[n°9] Bir Hakeim
Le 15 février 1942, la 1re Brigade française libre prend position à Bir Hakeim que les nomades traduisent par le puits du vieillard.
Le terrain est totalement plat et désertique à l’exception de ruines d’un petit fort italien.
La 1re Brigade française libre compte dans ses rangs le Bataillon du Pacifique mais aussi la 13e demi-brigade de Légion étrangère, le bataillon de marche n° 2 (BM 2), le bataillon d’infanterie de marine (BIM), le 1er régiment d’artillerie coloniale et un bataillon de fusiliers marins spécialisés dans la défense aérienne.
La 1re Brigade française libre a pour mission de relever une brigade indienne et de maintenir l’intégrité du champ de mines en V qui s’étend sur plusieurs centaines de km de la bande côtière jusqu’au carrefour de Bir Hakeim. La position de Bir Hakeim couvrant une superficie de 4 km sur 4 est divisée en quartiers. Le bataillon du Pacifique hérite de la position sud-ouest près du fortin italien.
Un champ de mines antichars de forte densité entoure la position : 65.000 mines en étoile et des marais de mines ont été posés. Quatre chicanes ou passages très étroits permettent de sortir de la position retranchée.
Les tahitiens du Bataillon du Pacifique s’enterrent. Les camions, le moteur vers l’avant, les armes sont aussi enterrés. La qualité des tranchés des Pacifiens est sans égal.
De février à mai 1942, les hommes de Bir Hakeim mènent des patrouilles offensives profondes appelées Jock Column. Kararo Tainui de Napuka est tué le 4 avril 1942 en Jock Column.

Travail à faire → Restitue intégralement et mot pour mot l'extrait sur Bir Hakeim.

Fiches de données →
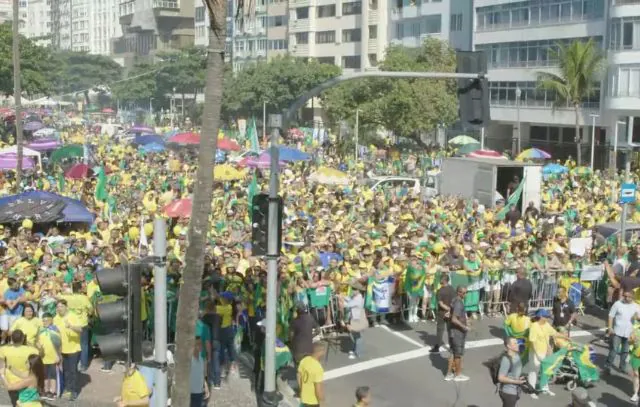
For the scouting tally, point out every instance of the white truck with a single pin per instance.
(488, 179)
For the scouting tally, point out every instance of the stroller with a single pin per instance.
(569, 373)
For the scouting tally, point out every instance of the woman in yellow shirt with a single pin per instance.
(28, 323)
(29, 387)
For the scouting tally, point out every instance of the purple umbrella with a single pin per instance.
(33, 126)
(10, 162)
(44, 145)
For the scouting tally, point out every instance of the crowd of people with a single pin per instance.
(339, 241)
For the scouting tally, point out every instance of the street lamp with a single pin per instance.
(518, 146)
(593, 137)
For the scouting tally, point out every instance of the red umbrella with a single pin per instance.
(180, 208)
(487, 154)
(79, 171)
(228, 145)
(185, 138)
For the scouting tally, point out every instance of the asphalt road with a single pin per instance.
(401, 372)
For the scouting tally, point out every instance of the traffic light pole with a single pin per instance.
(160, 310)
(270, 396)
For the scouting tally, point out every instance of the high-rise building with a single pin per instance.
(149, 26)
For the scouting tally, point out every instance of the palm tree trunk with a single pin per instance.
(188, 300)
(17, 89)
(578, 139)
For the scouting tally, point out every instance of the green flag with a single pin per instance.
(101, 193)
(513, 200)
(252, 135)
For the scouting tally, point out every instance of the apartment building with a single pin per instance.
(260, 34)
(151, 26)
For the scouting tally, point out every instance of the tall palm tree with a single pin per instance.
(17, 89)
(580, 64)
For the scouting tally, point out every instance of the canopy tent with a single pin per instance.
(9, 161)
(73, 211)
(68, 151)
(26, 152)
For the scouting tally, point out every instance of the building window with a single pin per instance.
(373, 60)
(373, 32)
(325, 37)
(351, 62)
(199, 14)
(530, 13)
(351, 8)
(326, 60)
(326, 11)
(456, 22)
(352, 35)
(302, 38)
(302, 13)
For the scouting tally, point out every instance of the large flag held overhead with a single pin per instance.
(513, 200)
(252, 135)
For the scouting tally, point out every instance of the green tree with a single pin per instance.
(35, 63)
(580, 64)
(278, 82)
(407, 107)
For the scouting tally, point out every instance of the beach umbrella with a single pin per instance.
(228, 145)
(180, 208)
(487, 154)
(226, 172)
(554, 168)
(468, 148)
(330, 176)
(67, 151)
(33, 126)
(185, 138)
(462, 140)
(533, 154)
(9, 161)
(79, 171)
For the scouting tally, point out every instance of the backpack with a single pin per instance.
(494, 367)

---

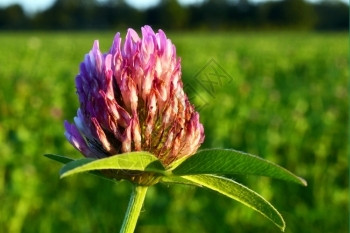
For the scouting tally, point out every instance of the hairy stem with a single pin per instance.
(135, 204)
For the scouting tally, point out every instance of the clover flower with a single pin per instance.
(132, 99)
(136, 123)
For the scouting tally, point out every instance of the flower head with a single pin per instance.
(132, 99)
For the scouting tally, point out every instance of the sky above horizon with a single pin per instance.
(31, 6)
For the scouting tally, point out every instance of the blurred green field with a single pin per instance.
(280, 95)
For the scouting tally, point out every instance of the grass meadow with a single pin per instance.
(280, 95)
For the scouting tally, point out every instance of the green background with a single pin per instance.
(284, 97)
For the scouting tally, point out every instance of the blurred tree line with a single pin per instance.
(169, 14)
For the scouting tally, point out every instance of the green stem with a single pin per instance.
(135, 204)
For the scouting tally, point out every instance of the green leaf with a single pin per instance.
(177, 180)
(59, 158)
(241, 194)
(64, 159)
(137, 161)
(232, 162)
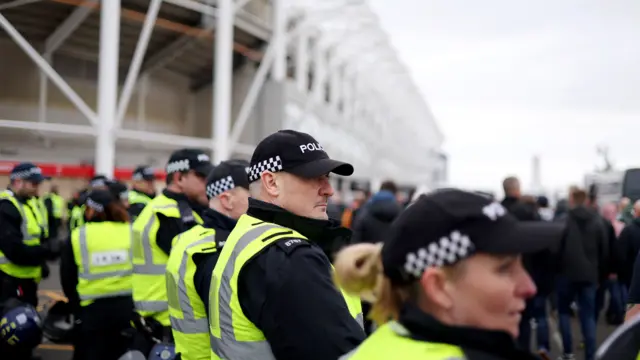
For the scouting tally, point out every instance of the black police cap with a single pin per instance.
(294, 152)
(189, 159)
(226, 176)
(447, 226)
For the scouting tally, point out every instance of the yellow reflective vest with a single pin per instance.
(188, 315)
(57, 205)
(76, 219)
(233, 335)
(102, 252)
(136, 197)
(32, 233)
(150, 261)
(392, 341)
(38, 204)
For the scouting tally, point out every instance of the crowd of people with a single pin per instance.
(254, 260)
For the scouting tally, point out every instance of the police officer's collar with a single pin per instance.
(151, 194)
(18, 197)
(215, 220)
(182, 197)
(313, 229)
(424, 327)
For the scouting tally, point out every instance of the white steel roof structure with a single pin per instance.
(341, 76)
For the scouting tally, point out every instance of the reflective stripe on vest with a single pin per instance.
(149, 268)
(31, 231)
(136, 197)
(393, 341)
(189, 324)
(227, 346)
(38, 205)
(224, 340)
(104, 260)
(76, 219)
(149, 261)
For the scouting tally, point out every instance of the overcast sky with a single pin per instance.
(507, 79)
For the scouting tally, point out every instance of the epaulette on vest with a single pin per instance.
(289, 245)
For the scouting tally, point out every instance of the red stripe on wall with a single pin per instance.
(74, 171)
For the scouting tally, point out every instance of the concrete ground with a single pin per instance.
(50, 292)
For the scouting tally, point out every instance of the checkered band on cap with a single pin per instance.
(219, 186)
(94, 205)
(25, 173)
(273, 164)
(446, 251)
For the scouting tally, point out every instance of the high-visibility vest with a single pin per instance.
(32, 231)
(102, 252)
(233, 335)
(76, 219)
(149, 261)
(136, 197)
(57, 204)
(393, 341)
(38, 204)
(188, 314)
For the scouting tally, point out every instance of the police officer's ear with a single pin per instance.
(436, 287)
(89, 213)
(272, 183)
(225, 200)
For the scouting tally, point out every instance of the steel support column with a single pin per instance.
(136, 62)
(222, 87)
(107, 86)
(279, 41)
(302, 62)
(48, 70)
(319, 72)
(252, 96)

Réponse correcte →
[n°9] Bir Hakeim
Le 15 février 1942, la 1re Brigade française libre prend position à Bir Hakeim que les nomades traduisent par le puits du vieillard.
Le terrain est totalement plat et désertique à l’exception de ruines d’un petit fort italien.
La 1re Brigade française libre compte dans ses rangs le Bataillon du Pacifique mais aussi la 13e demi-brigade de Légion étrangère, le bataillon de marche n° 2 (BM 2), le bataillon d’infanterie de marine (BIM), le 1er régiment d’artillerie coloniale et un bataillon de fusiliers marins spécialisés dans la défense aérienne.
La 1re Brigade française libre a pour mission de relever une brigade indienne et de maintenir l’intégrité du champ de mines en V qui s’étend sur plusieurs centaines de km de la bande côtière jusqu’au carrefour de Bir Hakeim. La position de Bir Hakeim couvrant une superficie de 4 km sur 4 est divisée en quartiers. Le bataillon du Pacifique hérite de la position sud-ouest près du fortin italien.
Un champ de mines antichars de forte densité entoure la position : 65.000 mines en étoile et des marais de mines ont été posés. Quatre chicanes ou passages très étroits permettent de sortir de la position retranchée.
Les tahitiens du Bataillon du Pacifique s’enterrent. Les camions, le moteur vers l’avant, les armes sont aussi enterrés. La qualité des tranchés des Pacifiens est sans égal.
De février à mai 1942, les hommes de Bir Hakeim mènent des patrouilles offensives profondes appelées Jock Column. Kararo Tainui de Napuka est tué le 4 avril 1942 en Jock Column.